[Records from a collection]

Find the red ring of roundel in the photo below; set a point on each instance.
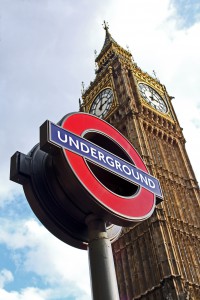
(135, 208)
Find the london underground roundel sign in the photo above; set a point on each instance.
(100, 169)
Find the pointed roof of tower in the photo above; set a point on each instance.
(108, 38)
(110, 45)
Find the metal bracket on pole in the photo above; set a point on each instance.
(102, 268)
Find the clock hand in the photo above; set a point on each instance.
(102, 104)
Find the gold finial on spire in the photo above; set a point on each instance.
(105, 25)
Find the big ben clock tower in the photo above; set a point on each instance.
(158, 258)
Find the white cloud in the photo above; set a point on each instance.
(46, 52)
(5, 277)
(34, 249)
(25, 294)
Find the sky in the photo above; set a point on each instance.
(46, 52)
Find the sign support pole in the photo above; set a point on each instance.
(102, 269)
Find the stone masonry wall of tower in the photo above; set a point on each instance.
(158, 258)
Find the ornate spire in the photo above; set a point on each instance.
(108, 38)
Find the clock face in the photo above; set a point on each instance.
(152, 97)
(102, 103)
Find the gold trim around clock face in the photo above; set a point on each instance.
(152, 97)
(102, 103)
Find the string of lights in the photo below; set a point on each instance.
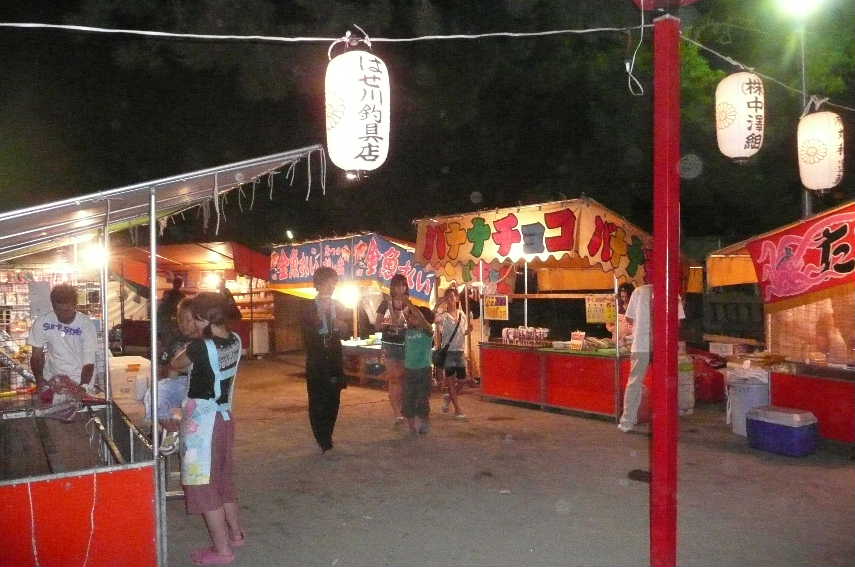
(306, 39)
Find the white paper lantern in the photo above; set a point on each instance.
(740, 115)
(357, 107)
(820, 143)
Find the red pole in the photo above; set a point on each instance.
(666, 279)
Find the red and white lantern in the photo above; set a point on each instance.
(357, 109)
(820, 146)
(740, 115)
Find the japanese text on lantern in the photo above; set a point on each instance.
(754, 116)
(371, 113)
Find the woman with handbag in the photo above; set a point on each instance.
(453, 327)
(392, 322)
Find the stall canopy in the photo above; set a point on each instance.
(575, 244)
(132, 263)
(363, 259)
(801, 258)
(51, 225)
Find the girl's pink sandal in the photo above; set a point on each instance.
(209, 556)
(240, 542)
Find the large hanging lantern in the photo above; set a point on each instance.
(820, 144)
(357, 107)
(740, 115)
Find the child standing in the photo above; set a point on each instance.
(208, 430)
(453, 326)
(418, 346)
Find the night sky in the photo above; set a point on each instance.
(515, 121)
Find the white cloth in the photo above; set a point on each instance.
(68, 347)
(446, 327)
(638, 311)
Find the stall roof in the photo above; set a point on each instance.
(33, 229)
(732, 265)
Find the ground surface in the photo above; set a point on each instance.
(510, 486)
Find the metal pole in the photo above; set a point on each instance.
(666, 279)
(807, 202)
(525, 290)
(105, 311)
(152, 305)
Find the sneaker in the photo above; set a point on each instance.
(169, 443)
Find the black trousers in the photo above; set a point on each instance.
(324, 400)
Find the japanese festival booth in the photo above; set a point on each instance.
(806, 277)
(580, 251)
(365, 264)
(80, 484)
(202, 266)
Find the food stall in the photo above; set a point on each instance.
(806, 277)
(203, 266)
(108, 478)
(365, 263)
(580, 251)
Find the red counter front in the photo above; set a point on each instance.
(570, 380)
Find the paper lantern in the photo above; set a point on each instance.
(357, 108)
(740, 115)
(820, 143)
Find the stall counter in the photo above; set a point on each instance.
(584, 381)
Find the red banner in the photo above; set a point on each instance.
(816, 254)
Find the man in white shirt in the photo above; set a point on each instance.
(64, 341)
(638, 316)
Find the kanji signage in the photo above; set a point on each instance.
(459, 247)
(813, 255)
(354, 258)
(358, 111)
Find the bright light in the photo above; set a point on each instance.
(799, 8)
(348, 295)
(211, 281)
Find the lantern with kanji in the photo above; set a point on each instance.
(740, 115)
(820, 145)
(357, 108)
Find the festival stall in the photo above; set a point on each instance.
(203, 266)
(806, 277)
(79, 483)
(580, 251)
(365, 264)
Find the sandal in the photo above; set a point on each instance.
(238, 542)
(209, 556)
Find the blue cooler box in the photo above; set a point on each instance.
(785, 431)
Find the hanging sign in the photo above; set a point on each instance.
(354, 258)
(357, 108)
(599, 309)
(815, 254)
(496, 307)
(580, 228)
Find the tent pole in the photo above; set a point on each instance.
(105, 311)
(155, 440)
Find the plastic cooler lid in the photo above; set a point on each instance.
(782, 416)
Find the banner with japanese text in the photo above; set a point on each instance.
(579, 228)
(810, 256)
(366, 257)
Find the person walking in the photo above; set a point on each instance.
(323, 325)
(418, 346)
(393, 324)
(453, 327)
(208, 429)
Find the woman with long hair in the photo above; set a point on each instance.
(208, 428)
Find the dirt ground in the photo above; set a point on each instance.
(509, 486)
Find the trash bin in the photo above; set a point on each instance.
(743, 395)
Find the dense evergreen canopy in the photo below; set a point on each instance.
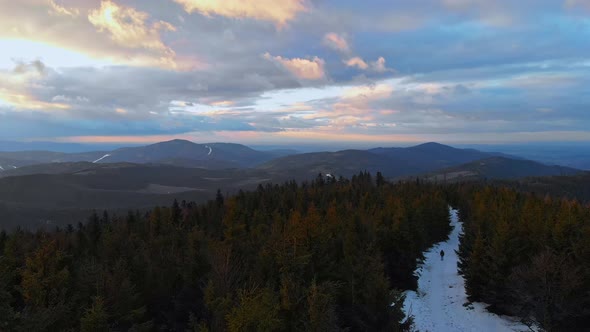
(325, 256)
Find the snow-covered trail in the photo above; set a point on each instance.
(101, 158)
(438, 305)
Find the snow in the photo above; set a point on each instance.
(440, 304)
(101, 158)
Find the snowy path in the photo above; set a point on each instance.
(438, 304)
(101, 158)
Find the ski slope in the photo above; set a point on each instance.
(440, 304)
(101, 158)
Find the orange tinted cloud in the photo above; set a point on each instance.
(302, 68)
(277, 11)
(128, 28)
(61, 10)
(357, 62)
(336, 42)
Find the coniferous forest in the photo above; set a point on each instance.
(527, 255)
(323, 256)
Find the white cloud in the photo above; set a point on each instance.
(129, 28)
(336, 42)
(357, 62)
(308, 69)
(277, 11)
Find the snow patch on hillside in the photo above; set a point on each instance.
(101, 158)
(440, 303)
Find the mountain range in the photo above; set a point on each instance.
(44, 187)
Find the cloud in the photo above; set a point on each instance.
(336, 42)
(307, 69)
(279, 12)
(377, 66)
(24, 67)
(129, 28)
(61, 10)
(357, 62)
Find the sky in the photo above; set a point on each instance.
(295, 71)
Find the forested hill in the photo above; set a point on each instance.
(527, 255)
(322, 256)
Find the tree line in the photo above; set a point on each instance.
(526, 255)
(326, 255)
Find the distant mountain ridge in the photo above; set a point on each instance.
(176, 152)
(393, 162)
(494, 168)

...

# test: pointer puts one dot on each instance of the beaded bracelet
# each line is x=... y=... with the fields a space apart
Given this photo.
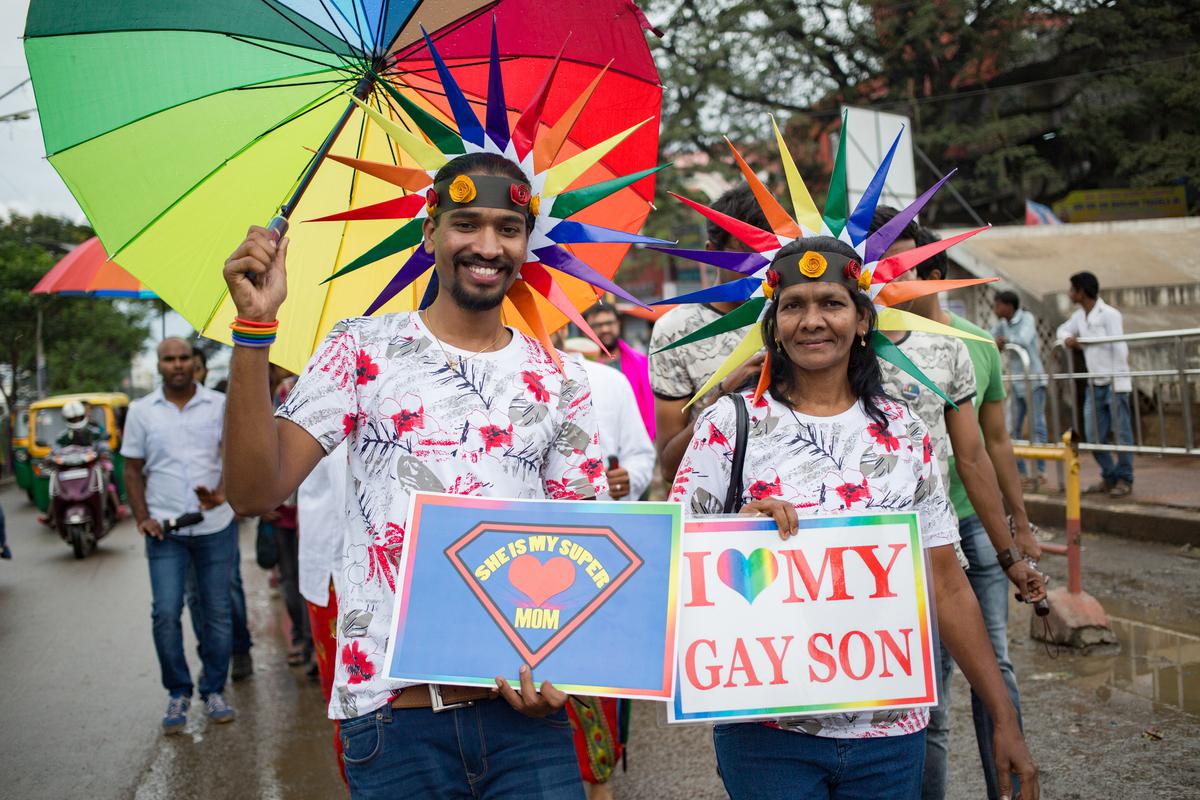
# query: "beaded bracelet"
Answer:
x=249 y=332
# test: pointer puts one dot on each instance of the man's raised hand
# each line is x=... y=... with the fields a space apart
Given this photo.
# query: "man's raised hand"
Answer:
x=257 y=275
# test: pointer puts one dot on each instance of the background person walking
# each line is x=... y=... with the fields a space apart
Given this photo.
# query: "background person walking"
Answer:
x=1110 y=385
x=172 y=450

→ GOAL OF THE EXERCISE: Return the lines above that include the string "query".

→ OUTPUT:
# query: "beaded bracelet"
# query: "man's raised hand"
# query: "background person walking"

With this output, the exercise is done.